• [Required task a]
Collect every line of the listing that contains the string "cherry", treating uppercase and lowercase letters as distinct.

• [Page excerpt]
[libvirt] [Qemu-devel] [PATCH v2] Add support for fd: protocol

Blue Swirl blauwirbel at gmail.com
Wed Jun 15 19:12:46 UTC 2011


On Tue, Jun 14, 2011 at 4:31 PM, Corey Bryant <bryntcor at us.ibm.com> wrote:
> sVirt provides SELinux MAC isolation for Qemu guest processes and their
> corresponding resources (image files). sVirt provides this support
> by labeling guests and resources with security labels that are stored
> in file system extended attributes. Some file systems, such as NFS, do
> not support the extended attribute security namespace, which is needed
> for image file isolation when using the sVirt SELinux security driver
> in libvirt.

• [Material]
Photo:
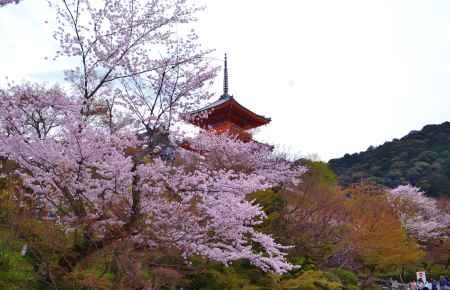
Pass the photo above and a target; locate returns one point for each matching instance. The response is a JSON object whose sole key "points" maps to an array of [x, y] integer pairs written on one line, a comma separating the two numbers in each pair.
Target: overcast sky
{"points": [[335, 76]]}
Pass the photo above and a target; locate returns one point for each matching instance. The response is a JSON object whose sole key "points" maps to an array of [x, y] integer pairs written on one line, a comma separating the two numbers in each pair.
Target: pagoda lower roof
{"points": [[226, 109]]}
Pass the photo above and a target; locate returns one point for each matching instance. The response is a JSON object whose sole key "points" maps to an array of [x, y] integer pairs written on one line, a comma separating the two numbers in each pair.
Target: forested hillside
{"points": [[421, 158]]}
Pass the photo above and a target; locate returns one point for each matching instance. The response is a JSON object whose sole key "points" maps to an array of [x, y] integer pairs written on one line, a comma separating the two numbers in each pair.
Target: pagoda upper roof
{"points": [[226, 109]]}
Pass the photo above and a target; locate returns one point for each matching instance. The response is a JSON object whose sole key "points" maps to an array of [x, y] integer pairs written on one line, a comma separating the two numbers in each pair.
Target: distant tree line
{"points": [[422, 158]]}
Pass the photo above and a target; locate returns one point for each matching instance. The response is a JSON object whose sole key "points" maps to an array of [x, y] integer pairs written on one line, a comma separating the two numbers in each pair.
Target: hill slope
{"points": [[421, 158]]}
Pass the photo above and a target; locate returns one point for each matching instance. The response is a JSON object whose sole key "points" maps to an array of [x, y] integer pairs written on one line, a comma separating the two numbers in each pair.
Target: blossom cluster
{"points": [[418, 213]]}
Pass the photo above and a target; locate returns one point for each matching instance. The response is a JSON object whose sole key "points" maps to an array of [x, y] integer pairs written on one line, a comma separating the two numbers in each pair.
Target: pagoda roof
{"points": [[226, 109]]}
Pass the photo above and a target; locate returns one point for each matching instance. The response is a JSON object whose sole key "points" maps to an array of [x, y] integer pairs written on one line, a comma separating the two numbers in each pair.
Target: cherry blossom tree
{"points": [[81, 160], [6, 2], [418, 213]]}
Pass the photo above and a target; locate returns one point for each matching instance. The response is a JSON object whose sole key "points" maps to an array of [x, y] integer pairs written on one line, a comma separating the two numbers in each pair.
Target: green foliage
{"points": [[348, 279], [15, 271], [312, 280], [240, 275], [422, 158], [321, 172]]}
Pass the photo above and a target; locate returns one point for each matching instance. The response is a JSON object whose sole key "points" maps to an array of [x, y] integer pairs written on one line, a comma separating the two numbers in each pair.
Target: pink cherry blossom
{"points": [[419, 214], [92, 157]]}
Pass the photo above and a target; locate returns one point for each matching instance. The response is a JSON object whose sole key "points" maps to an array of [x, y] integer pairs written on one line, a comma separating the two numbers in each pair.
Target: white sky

• [Required task b]
In the post on the fd: protocol patch, which file system is named as an example of one that lacks support for the extended attribute security namespace?

• [Full solution a]
Target: cherry blossom tree
Target: pink cherry blossom

• [Full solution b]
NFS